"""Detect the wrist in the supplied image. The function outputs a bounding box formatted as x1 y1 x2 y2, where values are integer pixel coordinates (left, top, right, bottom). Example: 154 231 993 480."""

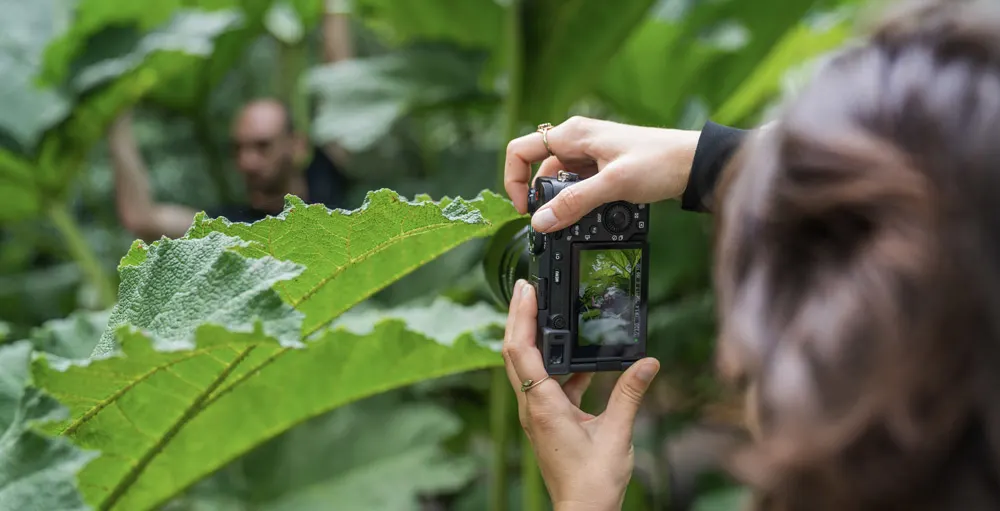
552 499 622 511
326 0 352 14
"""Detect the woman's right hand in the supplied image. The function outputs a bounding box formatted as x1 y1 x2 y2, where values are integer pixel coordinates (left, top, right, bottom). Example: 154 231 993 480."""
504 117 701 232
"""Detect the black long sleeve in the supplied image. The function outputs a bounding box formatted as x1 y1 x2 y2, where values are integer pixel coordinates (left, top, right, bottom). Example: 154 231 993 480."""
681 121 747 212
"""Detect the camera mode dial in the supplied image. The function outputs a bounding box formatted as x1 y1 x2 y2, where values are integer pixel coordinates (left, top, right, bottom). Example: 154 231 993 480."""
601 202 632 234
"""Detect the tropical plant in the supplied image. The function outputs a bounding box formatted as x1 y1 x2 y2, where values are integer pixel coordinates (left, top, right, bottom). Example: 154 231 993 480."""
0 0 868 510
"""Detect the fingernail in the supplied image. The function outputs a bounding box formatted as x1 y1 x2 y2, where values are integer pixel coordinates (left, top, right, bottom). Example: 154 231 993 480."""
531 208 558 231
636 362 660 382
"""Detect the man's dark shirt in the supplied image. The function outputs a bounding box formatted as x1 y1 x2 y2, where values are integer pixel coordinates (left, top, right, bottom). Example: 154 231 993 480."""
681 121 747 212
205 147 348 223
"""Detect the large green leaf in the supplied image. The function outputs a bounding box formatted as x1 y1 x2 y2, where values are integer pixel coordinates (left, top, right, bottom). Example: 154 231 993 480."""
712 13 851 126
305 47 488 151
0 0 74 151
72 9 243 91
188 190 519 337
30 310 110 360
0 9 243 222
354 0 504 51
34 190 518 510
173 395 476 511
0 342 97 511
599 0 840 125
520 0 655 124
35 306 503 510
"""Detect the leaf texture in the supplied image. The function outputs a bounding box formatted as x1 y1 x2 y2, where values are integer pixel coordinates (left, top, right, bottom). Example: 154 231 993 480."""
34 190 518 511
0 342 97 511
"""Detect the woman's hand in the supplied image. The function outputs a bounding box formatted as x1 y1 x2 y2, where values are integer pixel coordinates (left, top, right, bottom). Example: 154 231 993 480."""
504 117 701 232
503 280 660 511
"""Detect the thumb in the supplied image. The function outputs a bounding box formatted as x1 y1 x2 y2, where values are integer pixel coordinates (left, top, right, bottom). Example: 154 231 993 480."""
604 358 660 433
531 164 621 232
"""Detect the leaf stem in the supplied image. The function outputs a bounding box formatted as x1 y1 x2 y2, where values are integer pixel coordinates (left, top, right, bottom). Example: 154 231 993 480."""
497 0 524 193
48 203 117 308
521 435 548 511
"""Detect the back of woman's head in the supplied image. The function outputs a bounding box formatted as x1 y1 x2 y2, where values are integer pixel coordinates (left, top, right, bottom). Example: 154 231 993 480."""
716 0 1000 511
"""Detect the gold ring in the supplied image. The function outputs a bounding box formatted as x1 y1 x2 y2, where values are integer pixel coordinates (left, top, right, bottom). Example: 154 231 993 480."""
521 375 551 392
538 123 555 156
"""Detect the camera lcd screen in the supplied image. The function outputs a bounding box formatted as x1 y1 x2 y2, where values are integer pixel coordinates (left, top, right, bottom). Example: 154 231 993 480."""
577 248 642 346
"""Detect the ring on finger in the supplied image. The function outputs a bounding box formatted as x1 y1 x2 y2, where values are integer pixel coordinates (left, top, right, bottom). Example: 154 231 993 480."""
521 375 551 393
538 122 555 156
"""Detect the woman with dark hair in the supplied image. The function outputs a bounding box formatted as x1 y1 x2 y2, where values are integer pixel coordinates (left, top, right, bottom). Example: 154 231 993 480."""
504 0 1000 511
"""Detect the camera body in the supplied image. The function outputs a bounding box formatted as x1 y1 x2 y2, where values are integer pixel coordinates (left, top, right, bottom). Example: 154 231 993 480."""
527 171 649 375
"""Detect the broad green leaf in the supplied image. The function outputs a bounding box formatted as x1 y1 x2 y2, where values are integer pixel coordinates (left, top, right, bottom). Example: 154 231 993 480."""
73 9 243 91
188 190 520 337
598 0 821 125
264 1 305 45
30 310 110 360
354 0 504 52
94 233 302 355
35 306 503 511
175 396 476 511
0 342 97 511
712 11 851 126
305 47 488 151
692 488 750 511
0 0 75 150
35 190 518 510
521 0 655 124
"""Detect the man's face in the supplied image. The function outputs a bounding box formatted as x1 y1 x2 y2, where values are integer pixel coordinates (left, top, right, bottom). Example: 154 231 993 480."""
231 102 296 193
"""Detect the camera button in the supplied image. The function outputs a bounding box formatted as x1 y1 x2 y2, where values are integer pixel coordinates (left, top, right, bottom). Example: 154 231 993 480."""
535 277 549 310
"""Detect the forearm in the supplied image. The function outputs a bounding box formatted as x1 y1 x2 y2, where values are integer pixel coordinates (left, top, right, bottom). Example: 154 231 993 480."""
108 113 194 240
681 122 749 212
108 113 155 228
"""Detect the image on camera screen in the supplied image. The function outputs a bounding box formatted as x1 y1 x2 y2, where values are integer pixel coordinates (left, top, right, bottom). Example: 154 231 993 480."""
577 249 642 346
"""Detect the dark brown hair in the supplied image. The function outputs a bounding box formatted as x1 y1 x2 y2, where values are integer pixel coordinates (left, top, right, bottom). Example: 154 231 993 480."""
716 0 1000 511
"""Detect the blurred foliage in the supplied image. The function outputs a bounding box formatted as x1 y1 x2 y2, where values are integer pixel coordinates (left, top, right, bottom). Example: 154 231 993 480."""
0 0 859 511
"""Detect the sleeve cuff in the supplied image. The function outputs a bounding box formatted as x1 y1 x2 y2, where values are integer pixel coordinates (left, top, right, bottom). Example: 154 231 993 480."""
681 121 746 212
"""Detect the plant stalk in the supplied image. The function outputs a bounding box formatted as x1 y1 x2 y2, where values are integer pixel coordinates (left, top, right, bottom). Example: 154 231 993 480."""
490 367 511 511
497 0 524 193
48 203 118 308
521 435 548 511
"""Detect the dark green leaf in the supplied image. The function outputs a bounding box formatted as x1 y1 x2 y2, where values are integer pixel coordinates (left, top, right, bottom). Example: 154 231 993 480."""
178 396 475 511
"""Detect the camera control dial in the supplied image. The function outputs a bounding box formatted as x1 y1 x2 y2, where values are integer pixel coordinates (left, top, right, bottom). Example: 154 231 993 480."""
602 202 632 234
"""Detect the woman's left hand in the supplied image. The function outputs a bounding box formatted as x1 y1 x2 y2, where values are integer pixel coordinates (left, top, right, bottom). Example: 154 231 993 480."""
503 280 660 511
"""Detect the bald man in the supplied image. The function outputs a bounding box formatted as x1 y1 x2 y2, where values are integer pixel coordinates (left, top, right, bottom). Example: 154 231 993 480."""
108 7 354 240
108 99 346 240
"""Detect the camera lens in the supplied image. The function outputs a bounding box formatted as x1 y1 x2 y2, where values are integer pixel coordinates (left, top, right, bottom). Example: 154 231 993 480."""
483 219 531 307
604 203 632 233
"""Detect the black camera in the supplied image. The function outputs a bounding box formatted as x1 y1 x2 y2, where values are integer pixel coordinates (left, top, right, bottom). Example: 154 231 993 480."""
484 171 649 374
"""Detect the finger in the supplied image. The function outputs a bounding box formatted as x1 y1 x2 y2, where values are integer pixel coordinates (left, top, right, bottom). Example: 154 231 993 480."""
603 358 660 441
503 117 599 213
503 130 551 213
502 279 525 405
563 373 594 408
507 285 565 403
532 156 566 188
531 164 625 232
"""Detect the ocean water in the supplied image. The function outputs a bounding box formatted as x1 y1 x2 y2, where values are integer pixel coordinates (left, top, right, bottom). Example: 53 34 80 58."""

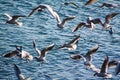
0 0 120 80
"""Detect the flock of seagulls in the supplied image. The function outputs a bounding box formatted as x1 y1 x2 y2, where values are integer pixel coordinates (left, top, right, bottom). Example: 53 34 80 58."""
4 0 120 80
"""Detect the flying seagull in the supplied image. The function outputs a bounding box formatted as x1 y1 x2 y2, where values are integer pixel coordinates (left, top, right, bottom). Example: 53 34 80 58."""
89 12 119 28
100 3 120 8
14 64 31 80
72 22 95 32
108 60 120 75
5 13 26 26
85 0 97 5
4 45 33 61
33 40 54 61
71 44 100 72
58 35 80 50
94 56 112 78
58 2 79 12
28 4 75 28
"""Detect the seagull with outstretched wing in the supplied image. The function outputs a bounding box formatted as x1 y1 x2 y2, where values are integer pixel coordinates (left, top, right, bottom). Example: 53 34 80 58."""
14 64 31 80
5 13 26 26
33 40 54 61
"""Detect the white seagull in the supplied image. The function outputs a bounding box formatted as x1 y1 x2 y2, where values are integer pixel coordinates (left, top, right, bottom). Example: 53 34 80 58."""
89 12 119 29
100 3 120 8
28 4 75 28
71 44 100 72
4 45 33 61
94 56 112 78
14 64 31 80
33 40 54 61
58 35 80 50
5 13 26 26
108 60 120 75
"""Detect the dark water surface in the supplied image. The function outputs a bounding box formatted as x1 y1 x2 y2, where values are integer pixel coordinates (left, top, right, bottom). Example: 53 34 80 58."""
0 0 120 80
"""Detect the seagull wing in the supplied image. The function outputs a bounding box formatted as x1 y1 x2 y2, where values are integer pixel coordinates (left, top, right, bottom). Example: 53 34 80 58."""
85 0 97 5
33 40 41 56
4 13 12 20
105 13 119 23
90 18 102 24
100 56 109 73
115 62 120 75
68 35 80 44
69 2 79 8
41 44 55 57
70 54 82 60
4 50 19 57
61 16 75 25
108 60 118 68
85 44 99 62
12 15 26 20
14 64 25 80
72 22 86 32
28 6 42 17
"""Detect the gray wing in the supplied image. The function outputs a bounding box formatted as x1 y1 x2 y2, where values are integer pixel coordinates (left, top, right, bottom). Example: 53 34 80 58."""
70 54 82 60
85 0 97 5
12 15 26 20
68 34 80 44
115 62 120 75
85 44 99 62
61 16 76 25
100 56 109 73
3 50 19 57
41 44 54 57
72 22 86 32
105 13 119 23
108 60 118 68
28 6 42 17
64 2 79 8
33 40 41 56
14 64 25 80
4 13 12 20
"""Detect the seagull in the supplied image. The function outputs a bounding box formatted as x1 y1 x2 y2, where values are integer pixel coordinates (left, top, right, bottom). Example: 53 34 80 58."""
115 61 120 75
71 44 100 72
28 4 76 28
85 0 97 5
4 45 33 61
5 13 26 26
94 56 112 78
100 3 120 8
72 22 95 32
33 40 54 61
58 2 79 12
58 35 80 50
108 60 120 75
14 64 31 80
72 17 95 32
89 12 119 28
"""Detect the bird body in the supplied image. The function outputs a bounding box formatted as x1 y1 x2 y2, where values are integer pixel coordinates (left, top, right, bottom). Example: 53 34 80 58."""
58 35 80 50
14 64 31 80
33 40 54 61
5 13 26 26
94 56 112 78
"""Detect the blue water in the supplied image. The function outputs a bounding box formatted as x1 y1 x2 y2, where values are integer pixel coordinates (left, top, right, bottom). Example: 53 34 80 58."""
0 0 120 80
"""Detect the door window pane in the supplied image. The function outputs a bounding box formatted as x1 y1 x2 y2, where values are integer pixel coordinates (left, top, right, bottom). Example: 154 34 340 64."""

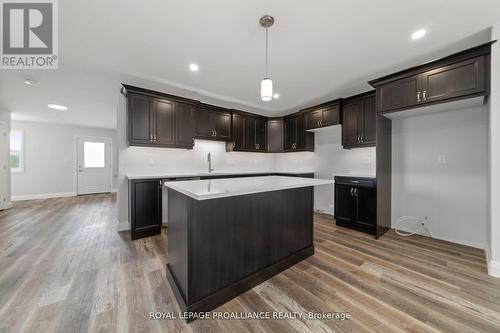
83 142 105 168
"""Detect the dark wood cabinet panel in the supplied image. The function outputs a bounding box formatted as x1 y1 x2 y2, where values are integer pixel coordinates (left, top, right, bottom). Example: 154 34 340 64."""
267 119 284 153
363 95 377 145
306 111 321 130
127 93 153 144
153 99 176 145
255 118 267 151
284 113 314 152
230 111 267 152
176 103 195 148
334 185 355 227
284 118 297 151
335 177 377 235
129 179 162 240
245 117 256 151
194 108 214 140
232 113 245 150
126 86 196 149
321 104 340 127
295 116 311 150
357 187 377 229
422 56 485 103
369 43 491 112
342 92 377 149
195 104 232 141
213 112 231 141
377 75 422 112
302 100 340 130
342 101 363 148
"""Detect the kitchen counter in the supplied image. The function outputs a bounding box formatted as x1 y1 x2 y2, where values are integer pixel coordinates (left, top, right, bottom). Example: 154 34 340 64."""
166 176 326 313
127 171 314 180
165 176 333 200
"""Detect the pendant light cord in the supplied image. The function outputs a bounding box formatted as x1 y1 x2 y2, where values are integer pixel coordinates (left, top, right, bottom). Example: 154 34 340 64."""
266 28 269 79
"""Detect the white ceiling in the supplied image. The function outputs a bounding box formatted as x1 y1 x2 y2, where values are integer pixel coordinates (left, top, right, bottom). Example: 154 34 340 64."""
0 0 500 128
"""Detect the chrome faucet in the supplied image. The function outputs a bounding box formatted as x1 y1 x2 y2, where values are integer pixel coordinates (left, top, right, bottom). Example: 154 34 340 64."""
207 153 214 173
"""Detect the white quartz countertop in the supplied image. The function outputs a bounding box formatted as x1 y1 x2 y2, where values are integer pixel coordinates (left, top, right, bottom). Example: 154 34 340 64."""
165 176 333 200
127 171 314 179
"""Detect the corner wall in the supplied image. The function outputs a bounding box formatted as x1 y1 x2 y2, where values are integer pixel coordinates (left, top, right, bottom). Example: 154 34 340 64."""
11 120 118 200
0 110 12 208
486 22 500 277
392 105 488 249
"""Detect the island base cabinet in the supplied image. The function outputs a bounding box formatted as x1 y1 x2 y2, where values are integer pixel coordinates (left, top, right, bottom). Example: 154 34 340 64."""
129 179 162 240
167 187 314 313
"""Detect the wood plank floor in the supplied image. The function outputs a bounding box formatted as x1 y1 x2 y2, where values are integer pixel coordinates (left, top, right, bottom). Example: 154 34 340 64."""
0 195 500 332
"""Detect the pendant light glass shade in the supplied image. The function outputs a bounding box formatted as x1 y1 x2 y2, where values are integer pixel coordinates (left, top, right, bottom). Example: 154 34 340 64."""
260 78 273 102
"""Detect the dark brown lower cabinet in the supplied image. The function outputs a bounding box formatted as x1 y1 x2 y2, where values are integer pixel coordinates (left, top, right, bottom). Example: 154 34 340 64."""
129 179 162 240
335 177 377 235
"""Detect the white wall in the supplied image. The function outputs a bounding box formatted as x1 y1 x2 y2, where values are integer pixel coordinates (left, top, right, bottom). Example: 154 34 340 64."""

****

What the task asks. Copy out the stretch of the data above, from the line containing "the camera mode" through the line containing "601 202 632 234", with both of those lines included and every line reproduced unchanged.

Correct answer.
"""Detect the camera mode dial in the supplied image. The function outputs a bounding box formatted as x1 y1 x2 y2, where values are integer pixel coordinates (left, top, right, bottom). Example: 154 231 993 480."""
601 202 632 234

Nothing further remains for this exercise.